'''

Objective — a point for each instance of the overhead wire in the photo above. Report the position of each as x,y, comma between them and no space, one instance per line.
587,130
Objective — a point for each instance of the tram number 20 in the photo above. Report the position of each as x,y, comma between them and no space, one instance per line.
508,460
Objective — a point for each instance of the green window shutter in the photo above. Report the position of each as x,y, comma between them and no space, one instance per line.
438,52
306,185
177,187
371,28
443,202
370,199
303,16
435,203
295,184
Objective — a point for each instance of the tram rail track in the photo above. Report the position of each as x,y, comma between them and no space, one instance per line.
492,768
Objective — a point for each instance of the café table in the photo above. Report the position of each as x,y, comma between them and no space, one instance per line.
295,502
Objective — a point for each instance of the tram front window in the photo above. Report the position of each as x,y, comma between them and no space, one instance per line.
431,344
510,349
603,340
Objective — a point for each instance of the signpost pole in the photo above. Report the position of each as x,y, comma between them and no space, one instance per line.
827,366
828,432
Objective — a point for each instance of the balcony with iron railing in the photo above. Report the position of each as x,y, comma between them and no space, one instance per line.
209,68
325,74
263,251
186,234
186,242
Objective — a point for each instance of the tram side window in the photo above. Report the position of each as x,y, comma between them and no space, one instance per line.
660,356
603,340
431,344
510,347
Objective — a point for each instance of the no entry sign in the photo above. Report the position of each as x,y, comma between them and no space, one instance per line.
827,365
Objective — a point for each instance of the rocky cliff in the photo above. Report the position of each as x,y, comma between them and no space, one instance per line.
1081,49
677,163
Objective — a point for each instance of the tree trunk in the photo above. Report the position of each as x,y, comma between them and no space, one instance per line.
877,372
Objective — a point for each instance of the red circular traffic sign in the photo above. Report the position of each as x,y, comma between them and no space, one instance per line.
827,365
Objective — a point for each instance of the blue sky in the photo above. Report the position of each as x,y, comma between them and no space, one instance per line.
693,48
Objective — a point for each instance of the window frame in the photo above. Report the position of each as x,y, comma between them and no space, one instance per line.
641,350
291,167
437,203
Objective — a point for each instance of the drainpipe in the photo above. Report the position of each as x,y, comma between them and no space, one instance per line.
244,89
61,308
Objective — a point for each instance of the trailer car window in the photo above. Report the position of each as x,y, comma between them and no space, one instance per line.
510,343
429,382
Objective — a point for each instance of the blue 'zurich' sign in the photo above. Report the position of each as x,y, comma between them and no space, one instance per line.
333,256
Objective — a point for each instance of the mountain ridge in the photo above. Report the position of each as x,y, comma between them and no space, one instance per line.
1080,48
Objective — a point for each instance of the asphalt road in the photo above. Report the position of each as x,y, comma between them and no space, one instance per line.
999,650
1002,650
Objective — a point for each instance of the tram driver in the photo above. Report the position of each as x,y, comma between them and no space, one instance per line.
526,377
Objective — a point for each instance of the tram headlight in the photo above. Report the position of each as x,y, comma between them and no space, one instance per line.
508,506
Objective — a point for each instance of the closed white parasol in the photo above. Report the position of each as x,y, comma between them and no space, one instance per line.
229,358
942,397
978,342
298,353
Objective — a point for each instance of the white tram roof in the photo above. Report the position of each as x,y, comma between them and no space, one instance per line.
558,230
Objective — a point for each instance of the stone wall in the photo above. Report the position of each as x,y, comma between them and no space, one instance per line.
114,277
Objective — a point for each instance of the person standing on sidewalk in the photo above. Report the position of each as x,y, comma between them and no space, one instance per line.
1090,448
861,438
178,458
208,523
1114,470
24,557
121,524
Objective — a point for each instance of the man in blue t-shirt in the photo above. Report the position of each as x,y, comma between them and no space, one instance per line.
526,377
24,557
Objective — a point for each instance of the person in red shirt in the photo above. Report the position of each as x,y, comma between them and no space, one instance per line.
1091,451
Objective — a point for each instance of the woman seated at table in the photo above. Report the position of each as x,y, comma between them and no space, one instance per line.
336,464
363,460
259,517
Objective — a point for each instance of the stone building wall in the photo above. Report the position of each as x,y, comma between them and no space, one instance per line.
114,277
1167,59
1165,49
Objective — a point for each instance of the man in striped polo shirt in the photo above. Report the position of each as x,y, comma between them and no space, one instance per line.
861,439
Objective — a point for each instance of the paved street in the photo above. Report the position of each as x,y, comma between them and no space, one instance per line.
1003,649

'''

WHAT TO DO | Copy all of the data above verbatim, line for line.

SOLUTION TO THE PROBLEM |
Objective — a point for each instance of the overhead wire in the photo above. Report the position of each as x,y, comma between them and no space, one instance per line.
587,130
Objective — a point for each instance of the tram number 20 in the photo above. Report the position of each as x,y, comma between them and no space, one instance per line.
508,460
Objective — a point for each instance of the green window shutter in the photo above. Report the position of each as x,y, comma between them and no space, one instance per line.
438,52
306,185
177,187
371,28
443,202
370,199
303,16
435,203
295,184
Objective — a point for each instance of the tram rail track in the photo above. Report the position of each as x,y, comma between them and no space, one instance per line.
492,768
Objective — a point for each instance of the café table in the photo above. Report the position of each as x,y, comma between them and no space, one instance per line.
295,502
Objective — a point for each instance of the tram front window in the photo above. Report the position of each as x,y, comma between them and no space, one instance per line.
431,344
510,349
603,340
Objective — a point for each instance of the signpost pole in the photo above. Report the position of each as x,y, comma between them and no space, one instance per line.
827,366
828,432
Objective — a point for each instance of the balcony with iron railing in the photo above. Report the position of each as x,y, comma between them and no space, one instance per line.
209,68
325,74
263,251
186,234
186,242
Objective — a point for each instance of the tram side window in the photo above. Report the position of each as x,y, comma between them and no space, one instance per line.
660,356
603,340
431,344
510,347
Objective — a point for each instance of the no entry sign in the photo above. Report the position of each as x,y, comma between them and no space, one instance per line.
827,365
Objective — a point for each instance of the rocky cliff in the photo above. Report the position of each as x,y, comma between them and no space, one instance per line.
1081,49
677,163
Objective — a point for each instance of the tree trunk in the photo above. Report the position of each as x,y, comma between them and no space, one instance per line.
877,372
Objective — a point for each instance of the red circular traffic sign in the photo above. Report the position of each as x,y, comma between them and no space, one instance per line.
827,365
Objective — a point for each instance of the blue sky in the photo above. Report the position of each as x,y, comma between them and no space, one instance per line.
693,48
Objective — a point for each instance of the window frame in the photo above. Report the position of each as x,y, comma between them and no space, one instance per line.
641,350
291,167
437,203
Objective — a point for each instance of the drainpipe in the photo above. Report the position of each as x,y, comma between them and no space, one instance per line.
244,89
61,308
Objective — a point for each instance of the trailer car window in the photo above. Report the position of each as x,y, comma between them and no space, one instance per line.
510,343
429,382
Objective — a point for each instance of the blue 'zurich' sign in the photo above. Report the position of each as x,y, comma between them and no space, one instance per line.
333,256
Objective — a point for each instance of the mountain ridge in the photo above. Report the position of each as x,y, comma between them and no space, one instance per line.
1080,48
Objective — a point for each instance of the asphalt road in the photo above. Report the position of each as x,y, comma between them and no space, one instance per line.
999,650
1002,650
Objective — a point for each instance of the tram driver in the photo above. Report the position of each as x,y, comma between them and no space, one instance per line.
526,377
Objective — a point for each instance of the tram headlight in the photo above. Report the position of each as x,y, comma between them and no space, one instance per line.
508,506
Objective — a point for each instance of the closed white parasol in the photo above. Report the position of each as x,y, comma between them and no space, one instance per line.
229,358
942,397
978,342
298,353
Objective — a point for each instance of the white tram roof in the photo above. Report the position of each as x,y, comma between them and no space, one instance per line.
558,230
Objective — a point for each instance of the stone wall in the photo above. Report the position of each as x,y, comma between them and no space, one instance per line.
114,277
Objective — a point for each instance of the person standing on sidewalk in the photo above. Report the position of each as x,y, comma between them and no space, one instance per line.
1090,448
861,438
178,458
208,523
1114,470
24,557
121,524
Objective — a point for each instance of the man in blue t-shirt in the photo above. Report the position of each as x,y, comma between them and no space, one instance per line.
526,377
24,557
Objective — a point for each instance of the person in red shirt in the photo above. Report the position of each as x,y, comma between them and no space, one instance per line.
1091,451
Objective — a point for each instance of the woman seated at table in the photo above. Report the position of each as x,y, comma between them and no space, one instance per line.
336,464
363,460
259,517
Objective — a point for each instance of the stone building wall in the photo above. Report the position of each as x,y, comma between them and no space, one instance per line.
114,277
1167,59
1165,49
Objective — a point for each instance of the man in striped polo shirt in the photo above. Report the position of each as x,y, comma between them and no space, one instance per line.
861,439
Objective — a point for each instance of the paved street in the photo above. Report the position of each as x,y, comma between them and no space, one instance per line.
1003,649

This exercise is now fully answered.